Selected text

- - - - - - -

Srdjan & Serbia
The Wounds, plus Stanley Kubrick
I met Serbian filmmaker Srdjan Dragojevic at the 1996 Montreal World Film
Festival, which marked the North American debut of his Pretty Village,
Pretty Flame. This rousing The Wild Bunch-influenced Bosnian War
battle film revealed Dragojevic as a Tarantino-level talent with a hip,
quick-cut modern sensibility that just might appeal to youth. At Montreal he
was rushed by a team of seductive young agents from William Morris, who took
cell-phone orders from their LA office about signing him up.
I saw Dragojevic later in Europe, and this is what happened: he went to LA,
and with a little help from the Morris Agency, gates parted at the studios. He
met top executives everywhere who, though they hadn't seen his movie (watch
something with Serbian subtitles?), handed him piles of expensive
scripts to consider for a Hollywood coming-out. He read the screenplays and was
horrified at how terrible they were.
Instead, he went home to Belgrade and wrote and directed The Wounds,
which is getting its American theatrical premiere August 6 through 12 at the
Coolidge Corner. Cheers for Dragojevic: The Wounds -- harsh, crudely
violent, made in the festering belly of the Milosevic monster -- is the most
brilliant, courageous, uncompromising picture to date of upside-down daily life
in Yugoslavia-turned-Serbia.
When The Wounds opened in Belgrade, in May 1998, publicity was
forbidden in the newspapers and on television. But its enemies are not just the
government: The Wounds is seen by many citizenry as vehemently
anti-Serb, and Dragojevic, celebrated for Pretty Village, Pretty
Flame, is regarded as a traitor. I first saw The Wounds at
last year's Toronto Film Festival, in a theater filled up with excited Serb
émigrés now residing in Canada. Everyone cheered the well-known
filmmaker when he introduced The Wounds, but few remained happy upon
actually seeing it.

- - - - - - -

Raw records
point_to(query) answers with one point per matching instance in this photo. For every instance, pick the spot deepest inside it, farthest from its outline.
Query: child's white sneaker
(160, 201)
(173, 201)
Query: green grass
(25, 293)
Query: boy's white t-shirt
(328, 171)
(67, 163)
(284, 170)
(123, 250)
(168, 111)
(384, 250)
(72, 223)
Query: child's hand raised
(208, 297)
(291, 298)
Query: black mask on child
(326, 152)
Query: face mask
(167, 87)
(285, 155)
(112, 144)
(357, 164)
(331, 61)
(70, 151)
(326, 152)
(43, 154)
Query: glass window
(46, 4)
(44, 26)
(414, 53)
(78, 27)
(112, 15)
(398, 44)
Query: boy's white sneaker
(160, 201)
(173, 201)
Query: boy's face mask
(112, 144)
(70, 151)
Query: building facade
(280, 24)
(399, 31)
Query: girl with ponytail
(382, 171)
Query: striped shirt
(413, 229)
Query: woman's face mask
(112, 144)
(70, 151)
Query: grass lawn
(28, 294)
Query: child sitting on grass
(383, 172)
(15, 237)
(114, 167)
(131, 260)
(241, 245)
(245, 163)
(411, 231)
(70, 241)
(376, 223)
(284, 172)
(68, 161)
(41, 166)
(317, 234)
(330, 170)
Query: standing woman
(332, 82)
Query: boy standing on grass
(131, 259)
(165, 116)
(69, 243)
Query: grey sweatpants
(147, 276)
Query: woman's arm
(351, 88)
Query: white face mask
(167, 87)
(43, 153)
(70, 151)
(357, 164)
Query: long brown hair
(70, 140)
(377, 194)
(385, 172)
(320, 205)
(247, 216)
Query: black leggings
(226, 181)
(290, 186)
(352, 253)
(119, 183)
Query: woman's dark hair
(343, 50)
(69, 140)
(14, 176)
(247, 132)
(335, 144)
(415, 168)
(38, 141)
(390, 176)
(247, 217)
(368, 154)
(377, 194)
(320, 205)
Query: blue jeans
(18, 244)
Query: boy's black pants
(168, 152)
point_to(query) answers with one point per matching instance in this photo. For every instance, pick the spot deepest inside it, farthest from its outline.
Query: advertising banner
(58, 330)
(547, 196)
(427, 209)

- - - - - - -

What this exercise asks
1. In the review of The Wounds, why did Dragojevic go home to Belgrade instead of making one of the Hollywood scripts?
2. Reproduce the listing, starting at the line that contains "Query: striped shirt" and continuing through the last line of the listing.

Per-task answers
1. He read the screenplays the studio executives had handed him and was horrified at how terrible they were. Instead, he went home to Belgrade and wrote and directed The Wounds.

2.
Query: striped shirt
(413, 229)
Query: woman's face mask
(112, 144)
(70, 151)
Query: grass lawn
(28, 294)
Query: child sitting on grass
(383, 172)
(15, 237)
(114, 167)
(131, 260)
(241, 245)
(245, 163)
(411, 231)
(70, 241)
(376, 223)
(284, 172)
(68, 161)
(41, 166)
(317, 234)
(330, 170)
Query: standing woman
(332, 82)
Query: boy standing on grass
(131, 259)
(165, 116)
(69, 243)
Query: grey sweatpants
(147, 276)
Query: woman's arm
(351, 88)
Query: white face mask
(167, 87)
(43, 153)
(70, 151)
(357, 164)
Query: long brown hair
(70, 140)
(377, 194)
(385, 172)
(320, 205)
(247, 216)
Query: black leggings
(226, 181)
(290, 186)
(352, 253)
(119, 183)
Query: woman's dark hair
(343, 50)
(69, 140)
(14, 176)
(247, 132)
(335, 144)
(415, 168)
(38, 141)
(390, 176)
(247, 217)
(368, 154)
(377, 194)
(320, 205)
Query: blue jeans
(18, 244)
Query: boy's black pants
(168, 152)
point_to(query) answers with one point per matching instance in this photo. For every instance, pick the spot deepest inside it, farthest from its outline.
Query: advertising banner
(58, 330)
(547, 196)
(427, 209)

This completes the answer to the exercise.